When you reach the line that contains "Example: <point>549,236</point>" in the data below, start reproducing lines exactly, and stop after the line that contains "Example: <point>258,75</point>".

_____

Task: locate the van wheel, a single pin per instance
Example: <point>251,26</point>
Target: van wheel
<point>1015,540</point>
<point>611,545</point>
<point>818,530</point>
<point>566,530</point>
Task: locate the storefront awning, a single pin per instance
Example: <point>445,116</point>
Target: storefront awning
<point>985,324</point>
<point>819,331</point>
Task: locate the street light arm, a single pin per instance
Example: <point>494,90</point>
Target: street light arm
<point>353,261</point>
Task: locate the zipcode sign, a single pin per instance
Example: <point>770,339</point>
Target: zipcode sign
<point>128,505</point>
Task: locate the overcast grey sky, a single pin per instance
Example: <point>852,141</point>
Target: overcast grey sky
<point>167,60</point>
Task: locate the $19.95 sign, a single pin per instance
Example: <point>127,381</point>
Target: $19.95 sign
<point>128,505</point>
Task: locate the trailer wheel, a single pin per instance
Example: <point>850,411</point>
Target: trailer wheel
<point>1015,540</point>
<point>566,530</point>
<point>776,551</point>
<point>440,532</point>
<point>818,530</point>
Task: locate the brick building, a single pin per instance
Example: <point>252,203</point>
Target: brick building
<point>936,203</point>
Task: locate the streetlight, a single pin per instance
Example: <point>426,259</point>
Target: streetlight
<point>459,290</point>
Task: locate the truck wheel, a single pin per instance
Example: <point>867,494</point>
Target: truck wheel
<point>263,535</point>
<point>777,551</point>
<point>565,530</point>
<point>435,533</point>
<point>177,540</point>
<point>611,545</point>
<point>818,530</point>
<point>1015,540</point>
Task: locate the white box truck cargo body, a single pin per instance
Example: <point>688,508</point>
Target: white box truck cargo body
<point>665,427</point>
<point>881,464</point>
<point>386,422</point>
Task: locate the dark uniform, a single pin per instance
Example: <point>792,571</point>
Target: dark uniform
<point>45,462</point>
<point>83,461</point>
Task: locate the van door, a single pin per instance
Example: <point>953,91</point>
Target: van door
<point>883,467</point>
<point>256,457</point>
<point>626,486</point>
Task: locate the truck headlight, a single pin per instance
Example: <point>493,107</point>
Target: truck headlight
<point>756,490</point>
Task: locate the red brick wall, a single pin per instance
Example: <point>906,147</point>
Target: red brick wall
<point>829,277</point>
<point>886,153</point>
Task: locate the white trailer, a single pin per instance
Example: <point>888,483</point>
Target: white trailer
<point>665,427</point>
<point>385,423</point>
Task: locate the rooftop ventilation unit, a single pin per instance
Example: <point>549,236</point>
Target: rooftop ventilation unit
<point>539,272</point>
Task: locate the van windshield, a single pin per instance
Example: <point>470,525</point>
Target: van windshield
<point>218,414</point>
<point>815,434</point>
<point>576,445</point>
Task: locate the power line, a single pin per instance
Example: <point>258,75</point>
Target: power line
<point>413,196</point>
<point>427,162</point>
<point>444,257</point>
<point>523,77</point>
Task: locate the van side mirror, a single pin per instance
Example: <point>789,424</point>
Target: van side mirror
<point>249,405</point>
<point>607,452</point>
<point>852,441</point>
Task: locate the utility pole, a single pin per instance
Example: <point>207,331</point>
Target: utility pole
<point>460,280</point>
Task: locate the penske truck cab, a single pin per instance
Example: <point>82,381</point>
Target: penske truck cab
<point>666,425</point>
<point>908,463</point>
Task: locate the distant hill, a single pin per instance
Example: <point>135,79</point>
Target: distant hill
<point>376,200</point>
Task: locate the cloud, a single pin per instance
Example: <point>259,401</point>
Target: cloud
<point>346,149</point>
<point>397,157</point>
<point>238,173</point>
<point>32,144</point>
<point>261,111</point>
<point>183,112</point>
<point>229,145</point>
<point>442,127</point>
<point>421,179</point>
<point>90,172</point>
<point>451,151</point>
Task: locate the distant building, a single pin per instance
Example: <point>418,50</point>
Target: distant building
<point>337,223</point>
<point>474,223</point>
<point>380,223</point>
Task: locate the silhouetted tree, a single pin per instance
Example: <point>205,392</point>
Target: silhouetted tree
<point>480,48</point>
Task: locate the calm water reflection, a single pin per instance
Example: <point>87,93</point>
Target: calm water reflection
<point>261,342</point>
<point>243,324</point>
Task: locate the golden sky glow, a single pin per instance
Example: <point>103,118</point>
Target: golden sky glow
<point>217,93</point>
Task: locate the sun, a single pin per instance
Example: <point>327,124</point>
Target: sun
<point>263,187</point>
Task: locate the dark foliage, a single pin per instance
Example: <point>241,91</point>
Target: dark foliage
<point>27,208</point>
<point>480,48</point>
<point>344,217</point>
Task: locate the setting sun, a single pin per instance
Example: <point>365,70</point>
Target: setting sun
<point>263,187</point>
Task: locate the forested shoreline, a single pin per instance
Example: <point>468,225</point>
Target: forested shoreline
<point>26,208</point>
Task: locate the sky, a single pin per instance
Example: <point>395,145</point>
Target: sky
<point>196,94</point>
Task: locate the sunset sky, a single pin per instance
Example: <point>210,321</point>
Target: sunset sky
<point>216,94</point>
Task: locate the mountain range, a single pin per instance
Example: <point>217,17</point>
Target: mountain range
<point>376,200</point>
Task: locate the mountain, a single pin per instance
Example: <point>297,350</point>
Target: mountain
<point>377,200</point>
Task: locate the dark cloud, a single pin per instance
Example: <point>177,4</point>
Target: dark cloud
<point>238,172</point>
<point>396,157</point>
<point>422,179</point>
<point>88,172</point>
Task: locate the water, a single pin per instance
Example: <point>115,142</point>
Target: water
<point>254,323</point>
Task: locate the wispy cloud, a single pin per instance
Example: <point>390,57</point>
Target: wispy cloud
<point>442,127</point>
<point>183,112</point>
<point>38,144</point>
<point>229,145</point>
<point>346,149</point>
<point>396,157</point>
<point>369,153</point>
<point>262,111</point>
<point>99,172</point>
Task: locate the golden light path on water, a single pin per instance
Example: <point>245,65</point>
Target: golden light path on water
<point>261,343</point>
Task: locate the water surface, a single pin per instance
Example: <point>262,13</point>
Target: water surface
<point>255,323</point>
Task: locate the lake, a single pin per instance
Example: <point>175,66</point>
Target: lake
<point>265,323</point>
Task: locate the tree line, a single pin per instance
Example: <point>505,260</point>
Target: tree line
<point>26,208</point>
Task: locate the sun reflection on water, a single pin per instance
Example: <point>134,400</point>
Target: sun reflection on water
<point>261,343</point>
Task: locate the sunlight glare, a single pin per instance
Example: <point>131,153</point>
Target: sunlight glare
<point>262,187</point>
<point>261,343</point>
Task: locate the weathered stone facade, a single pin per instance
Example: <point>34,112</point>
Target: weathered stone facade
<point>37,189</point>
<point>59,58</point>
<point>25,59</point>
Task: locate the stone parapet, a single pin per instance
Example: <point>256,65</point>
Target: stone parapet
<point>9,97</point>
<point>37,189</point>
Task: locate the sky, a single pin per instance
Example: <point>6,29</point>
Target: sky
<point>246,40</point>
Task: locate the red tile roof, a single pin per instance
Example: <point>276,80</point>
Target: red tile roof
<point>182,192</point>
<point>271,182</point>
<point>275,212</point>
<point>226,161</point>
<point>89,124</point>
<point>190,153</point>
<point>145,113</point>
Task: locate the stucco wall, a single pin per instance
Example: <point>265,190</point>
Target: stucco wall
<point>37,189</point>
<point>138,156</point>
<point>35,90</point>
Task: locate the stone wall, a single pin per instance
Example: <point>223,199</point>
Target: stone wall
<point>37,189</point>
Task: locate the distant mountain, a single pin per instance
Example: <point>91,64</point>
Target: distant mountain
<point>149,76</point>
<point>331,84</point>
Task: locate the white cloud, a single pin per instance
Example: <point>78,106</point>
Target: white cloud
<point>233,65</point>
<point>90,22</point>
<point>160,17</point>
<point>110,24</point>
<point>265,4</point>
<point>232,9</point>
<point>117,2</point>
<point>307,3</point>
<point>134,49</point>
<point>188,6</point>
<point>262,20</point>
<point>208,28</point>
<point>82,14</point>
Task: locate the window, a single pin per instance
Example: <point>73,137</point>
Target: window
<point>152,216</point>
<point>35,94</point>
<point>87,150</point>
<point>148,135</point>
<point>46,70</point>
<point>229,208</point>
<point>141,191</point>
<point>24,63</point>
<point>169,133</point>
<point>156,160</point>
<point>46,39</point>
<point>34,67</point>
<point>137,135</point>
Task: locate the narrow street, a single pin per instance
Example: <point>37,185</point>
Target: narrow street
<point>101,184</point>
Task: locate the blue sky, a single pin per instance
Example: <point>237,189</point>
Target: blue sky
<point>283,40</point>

_____

Written reply:
Example: <point>549,236</point>
Target: rooftop ventilation unit
<point>539,272</point>
Task: locate the van windshield, a single pin per instance
Example: <point>470,525</point>
Target: van windshield
<point>218,414</point>
<point>815,434</point>
<point>576,445</point>
Task: locate the power line, a single pin per instance
Example: <point>258,75</point>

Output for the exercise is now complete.